Text passage:

========

Faucets: Shared Computing Power

The Faucets client interface.

As scientists write more and more parallel applications that require large amounts of computational resources, large parallel machines will become more commonplace. However, these machines are often prohibitively expensive for any single user and so must be shared by many users. Furthermore, the machines tend to go through periods of low and high utilization. During the periods of high utilization, users might not be able to get enough computational resources to get results in time to meet a deadline. During the periods of low utilization, the computational power sits idle while someone across the country may be wishing they had just a few more nodes so that they could run their program.

The Faucets system addresses this second problem by allowing subscribers to share their resources. In the Faucets system, computational power is viewed as a utility. A supercomputer produces the utility and the users consume it. When a user finds the cluster they normally use is not providing enough of the utility, they can "borrow" some from another subscribing cluster which is currently being underused. In the future, a user of the second cluster might run an application on the first when the situation is reversed. Faucets provides both the technical framework and economic model to facilitate the discovery, distribution, and pricing of computational power.

As part of our Faucets project, we present several complementary ideas and their implementation that improve the efficiency of parallel servers in the Grid environment:

  • Bartering: a system which permits cluster maintainers to exchange computational power with each other. Jobs are submitted to the Faucets system with a Quality of Service requirement and subscribing clusters return bids; the best bid which meets all criteria is selected. When an application is succesfully run by the bidding cluster, it is awarded bartering units which its users can later trade for the use of resources on other subscribing clusters.
  • Adaptive Jobs: a system that supports adaptive jobs (also known as malleable and/or evolving jobs) that can shrink and expand to a variable number of processors at run-time, and an Adaptive Job Scheduler for timeshared parallel machines that exploits this ability.
  • On-Demand Computing: users can get the resources they need when they need them. Furthermore, they can specify that their jobs need to be run immediately. High priority jobs can preempt low priority jobs so that computational resources are used as efficiently as possible.
  • Scheduler: we provide a scheduling system for clusters which can either be used in conjunction with Faucets or as a stand-alone scheduler.
Adaptive jobs should be written to use our version of MPI (called AMPI for Adaptive MPI), Charm++, or other supported languages.

========

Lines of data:
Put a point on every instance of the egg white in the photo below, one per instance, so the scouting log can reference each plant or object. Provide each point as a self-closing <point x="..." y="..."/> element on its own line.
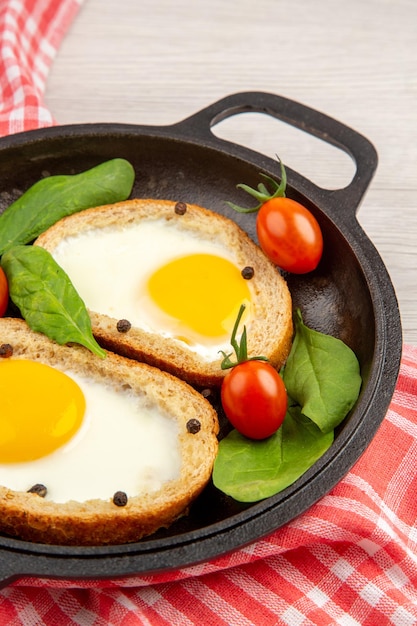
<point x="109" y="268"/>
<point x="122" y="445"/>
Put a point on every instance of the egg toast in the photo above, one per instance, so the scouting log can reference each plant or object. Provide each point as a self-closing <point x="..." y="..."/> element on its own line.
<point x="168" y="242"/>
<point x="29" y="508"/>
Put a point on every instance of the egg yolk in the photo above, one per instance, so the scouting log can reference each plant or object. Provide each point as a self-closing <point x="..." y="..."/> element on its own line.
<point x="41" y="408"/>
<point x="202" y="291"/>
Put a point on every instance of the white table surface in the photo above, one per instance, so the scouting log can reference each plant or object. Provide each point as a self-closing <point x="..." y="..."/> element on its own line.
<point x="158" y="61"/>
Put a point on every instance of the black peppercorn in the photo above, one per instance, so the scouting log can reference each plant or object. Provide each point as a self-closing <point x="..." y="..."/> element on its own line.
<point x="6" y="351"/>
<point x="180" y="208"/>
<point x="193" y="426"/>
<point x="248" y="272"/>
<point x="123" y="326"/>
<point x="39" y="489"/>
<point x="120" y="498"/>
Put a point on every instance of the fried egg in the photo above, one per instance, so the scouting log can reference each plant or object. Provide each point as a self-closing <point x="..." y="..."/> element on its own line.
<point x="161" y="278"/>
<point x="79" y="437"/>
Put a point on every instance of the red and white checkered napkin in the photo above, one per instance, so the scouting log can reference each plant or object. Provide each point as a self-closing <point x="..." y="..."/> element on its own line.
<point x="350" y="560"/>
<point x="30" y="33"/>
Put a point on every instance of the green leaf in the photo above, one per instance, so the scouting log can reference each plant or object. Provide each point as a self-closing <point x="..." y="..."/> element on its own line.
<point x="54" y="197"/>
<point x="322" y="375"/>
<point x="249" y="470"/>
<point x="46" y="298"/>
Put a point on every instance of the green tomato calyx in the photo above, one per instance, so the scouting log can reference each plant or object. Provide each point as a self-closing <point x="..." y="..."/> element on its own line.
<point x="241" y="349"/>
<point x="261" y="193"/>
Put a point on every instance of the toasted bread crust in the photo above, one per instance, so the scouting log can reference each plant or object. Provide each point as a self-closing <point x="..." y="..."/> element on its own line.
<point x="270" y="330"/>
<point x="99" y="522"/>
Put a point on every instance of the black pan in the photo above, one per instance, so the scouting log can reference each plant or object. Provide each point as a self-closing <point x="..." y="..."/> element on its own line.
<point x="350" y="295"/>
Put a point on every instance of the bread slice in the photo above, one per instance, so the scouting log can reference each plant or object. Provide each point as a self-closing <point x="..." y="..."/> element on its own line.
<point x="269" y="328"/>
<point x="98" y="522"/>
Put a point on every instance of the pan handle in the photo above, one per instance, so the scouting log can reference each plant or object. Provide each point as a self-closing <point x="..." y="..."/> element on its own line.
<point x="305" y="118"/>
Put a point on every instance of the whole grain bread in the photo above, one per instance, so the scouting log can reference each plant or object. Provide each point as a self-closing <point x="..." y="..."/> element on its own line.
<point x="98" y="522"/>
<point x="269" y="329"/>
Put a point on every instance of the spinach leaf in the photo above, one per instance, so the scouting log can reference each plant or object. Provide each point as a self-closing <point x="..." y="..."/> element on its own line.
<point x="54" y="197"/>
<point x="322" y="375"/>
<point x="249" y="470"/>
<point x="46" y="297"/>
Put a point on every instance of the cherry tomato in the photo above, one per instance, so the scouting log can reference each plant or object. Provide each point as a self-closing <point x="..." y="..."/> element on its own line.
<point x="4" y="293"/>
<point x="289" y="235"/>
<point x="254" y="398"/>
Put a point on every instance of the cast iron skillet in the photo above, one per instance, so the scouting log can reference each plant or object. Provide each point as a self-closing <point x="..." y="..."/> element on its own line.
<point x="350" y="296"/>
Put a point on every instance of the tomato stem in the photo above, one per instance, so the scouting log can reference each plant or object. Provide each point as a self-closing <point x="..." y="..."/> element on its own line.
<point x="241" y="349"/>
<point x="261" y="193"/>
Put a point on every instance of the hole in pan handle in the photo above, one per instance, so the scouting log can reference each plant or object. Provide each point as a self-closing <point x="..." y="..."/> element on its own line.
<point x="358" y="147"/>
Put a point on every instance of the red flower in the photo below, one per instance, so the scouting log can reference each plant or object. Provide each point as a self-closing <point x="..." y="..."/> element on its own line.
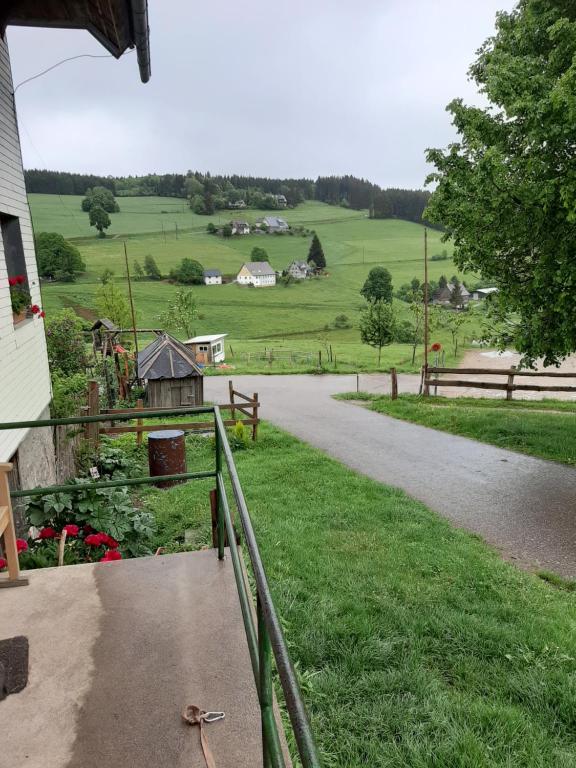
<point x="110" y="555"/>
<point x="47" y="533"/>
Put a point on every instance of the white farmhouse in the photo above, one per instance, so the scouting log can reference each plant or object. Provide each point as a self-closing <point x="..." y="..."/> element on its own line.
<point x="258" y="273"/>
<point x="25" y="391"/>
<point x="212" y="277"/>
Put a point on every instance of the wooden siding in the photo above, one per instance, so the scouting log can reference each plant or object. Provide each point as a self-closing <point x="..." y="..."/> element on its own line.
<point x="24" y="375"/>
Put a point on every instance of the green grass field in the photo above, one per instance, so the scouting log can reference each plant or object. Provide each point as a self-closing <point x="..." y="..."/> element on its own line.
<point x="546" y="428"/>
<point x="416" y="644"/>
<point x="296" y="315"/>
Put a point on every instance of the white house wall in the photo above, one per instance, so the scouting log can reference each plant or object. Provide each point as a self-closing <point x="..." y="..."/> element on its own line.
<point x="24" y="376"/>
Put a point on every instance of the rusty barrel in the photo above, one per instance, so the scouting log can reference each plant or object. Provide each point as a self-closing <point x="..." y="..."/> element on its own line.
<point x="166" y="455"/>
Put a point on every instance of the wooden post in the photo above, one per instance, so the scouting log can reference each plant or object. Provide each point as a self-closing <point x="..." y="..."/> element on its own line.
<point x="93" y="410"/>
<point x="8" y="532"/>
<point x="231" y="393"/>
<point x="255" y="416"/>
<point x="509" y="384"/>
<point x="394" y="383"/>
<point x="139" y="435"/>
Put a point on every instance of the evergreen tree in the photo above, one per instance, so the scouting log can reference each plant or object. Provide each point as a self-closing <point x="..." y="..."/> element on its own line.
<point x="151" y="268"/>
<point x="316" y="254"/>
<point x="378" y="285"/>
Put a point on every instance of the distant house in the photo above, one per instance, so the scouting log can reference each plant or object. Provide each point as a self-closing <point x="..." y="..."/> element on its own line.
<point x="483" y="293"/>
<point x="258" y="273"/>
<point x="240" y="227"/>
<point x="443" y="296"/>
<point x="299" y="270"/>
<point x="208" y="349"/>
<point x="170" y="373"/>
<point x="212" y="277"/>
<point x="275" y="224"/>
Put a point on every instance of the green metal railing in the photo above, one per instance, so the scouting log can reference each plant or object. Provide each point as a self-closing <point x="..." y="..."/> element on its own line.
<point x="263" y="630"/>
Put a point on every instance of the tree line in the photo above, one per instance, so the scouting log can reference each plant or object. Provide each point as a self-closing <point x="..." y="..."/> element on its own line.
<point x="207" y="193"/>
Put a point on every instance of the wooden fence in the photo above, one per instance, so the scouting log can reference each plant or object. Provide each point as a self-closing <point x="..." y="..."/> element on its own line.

========

Short problem 1:
In the Faucets text, what is a bidding cluster awarded when it successfully runs an application?
Short problem 2:
For each statement, say whether it agrees with the Faucets text, and quote the words that decide it. (a) High priority jobs can preempt low priority jobs. (b) The provided scheduler works only together with Faucets. (c) Adaptive jobs can change the number of processors they use at run-time.
Short problem 3:
Continue the Faucets text after its last sentence.

Result 1:
Bartering units, which its users can later trade for the use of resources on other subscribing clusters.

Result 2:
(a) Yes: "High priority jobs can preempt low priority jobs so that computational resources are used as efficiently as possible."
(b) No: "can either be used in conjunction with Faucets or as a stand-alone scheduler."
(c) Yes: "can shrink and expand to a variable number of processors at run-time."

Result 3:
Technical Overview of the Faucets System
Cluster Scheduler Manual
 

News
Oct., 19, 2005: The source code available for download through this page has been updated to match the version in CVS. This version addresses some bug fixed and adds some more options to the cluster scheduler.

The Faucets project recently received funding through the NCSA/UIUC Faculty Fellows Program. Read the official announcement.

Software
Below are the download links and installation instructions. Please note that this is software is still in development. There are still many things to fix and features to add.
People
Papers
  • 04-09    L.V.Kale, Sameer Kumar, Jayant DeSouza, Mani Potnuru, and Sindhura Bandhakavi,  Faucets: Efficient Resource Allocation on the Computational Grid,  Proceedings of the 2004 International Conference on Parallel Processing (ICPP 2004), 15-18 August 2004, Montreal, Quebec, Canada.
  • 03-14    Sindhura Bandhakavi,  Analyzing Bidding Strategies For Schedulers In A Simulated Multiple-Cluster Market Driven Environment,  Master's Thesis, Dept. of Computer Science, University of Illinois 2003
  • 03-01    L.V.Kale, Sameer Kumar, Jayant DeSouza, Mani Potnuru, and Sindhura Bandhakavi,  Faucets: Efficient Resource Allocation on the Computational Grid,  PPL Technical Report 03-01, University of Illinois at Urbana-Champaign, Mar 2003
  • 02-01    L. V. Kale, Sameer Kumar, and Jayant DeSouza,  A Malleable-Job System for Timeshared Parallel Machines,  2nd IEEE/ACM International Symposium on Cluster Computing and the Grid (CCGrid 2002), May 21-24, 2002, Berlin, Germany.
  • 01-06    Sameer Kumar,  Thesis: An Adaptive Job Scheduler for Timeshared Parallel Machines,  Master's Thesis, Dept. of Computer Science, University of Illinois 2001
  • 00-02    L. V. Kale, Sameer Kumar, and Jayant DeSouza,  An Adaptive Job Scheduler for Timeshared Parallel Machines,  PPL Technical Report 00-02, University of Illinois at Urbana-Champaign, Sep 2000.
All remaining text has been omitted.